## Your goal
Retype exactly the lines that run from the line with "positive clicks: (1540, 912) (1525, 946)" to the final line of the entries, keeping both ends and nothing else.

[Dataset entries]
*** Begin section ***
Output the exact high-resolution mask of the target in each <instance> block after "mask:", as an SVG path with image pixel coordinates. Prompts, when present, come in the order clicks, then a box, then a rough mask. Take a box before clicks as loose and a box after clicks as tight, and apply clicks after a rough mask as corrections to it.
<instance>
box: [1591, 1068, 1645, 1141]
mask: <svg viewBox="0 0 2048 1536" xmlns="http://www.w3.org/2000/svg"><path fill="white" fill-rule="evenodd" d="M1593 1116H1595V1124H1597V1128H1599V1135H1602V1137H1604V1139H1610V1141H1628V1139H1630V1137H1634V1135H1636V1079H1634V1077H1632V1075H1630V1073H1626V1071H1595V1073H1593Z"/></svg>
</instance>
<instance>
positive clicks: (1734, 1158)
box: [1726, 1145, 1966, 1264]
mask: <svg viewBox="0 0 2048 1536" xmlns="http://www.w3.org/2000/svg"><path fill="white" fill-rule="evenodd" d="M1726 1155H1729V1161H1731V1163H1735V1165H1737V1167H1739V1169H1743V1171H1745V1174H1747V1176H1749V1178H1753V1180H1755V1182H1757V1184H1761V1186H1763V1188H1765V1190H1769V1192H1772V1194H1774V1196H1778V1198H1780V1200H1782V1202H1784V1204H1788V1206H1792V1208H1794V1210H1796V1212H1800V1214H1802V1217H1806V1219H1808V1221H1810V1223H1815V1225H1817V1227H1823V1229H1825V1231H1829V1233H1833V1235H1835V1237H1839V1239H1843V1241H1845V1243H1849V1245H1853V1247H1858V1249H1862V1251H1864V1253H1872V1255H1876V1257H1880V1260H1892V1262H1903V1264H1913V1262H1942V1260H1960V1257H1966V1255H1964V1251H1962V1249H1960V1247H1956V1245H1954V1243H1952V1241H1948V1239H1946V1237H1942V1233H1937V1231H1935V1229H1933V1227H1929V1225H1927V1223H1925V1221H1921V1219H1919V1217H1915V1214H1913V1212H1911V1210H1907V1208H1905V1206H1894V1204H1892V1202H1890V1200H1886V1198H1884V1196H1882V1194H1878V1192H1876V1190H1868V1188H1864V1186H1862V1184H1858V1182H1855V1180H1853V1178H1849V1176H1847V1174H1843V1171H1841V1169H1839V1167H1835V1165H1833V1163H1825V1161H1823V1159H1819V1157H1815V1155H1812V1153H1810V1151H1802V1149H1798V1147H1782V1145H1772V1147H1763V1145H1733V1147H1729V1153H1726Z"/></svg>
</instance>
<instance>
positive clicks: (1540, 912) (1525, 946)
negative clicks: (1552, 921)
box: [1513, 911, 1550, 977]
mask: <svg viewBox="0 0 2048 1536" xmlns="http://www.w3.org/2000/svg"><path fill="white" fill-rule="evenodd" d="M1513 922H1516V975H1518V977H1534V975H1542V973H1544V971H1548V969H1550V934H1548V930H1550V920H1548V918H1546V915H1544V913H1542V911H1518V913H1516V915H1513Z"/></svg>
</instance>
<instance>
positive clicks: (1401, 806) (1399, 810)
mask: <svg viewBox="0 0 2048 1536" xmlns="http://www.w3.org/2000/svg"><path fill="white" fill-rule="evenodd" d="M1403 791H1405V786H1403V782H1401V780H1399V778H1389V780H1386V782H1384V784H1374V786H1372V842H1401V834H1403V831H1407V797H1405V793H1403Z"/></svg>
*** End section ***
## Response to this exercise
positive clicks: (1540, 912) (1525, 946)
negative clicks: (1552, 921)
box: [1513, 911, 1550, 977]
mask: <svg viewBox="0 0 2048 1536" xmlns="http://www.w3.org/2000/svg"><path fill="white" fill-rule="evenodd" d="M1513 922H1516V975H1518V977H1534V975H1542V973H1544V971H1548V969H1550V934H1548V930H1550V920H1548V918H1546V915H1544V913H1542V911H1518V913H1516V915H1513Z"/></svg>
</instance>
<instance>
positive clicks: (1401, 806) (1399, 810)
mask: <svg viewBox="0 0 2048 1536" xmlns="http://www.w3.org/2000/svg"><path fill="white" fill-rule="evenodd" d="M1403 791H1405V786H1403V782H1401V780H1399V778H1389V780H1386V782H1384V784H1374V786H1372V842H1401V834H1403V831H1407V797H1405V793H1403Z"/></svg>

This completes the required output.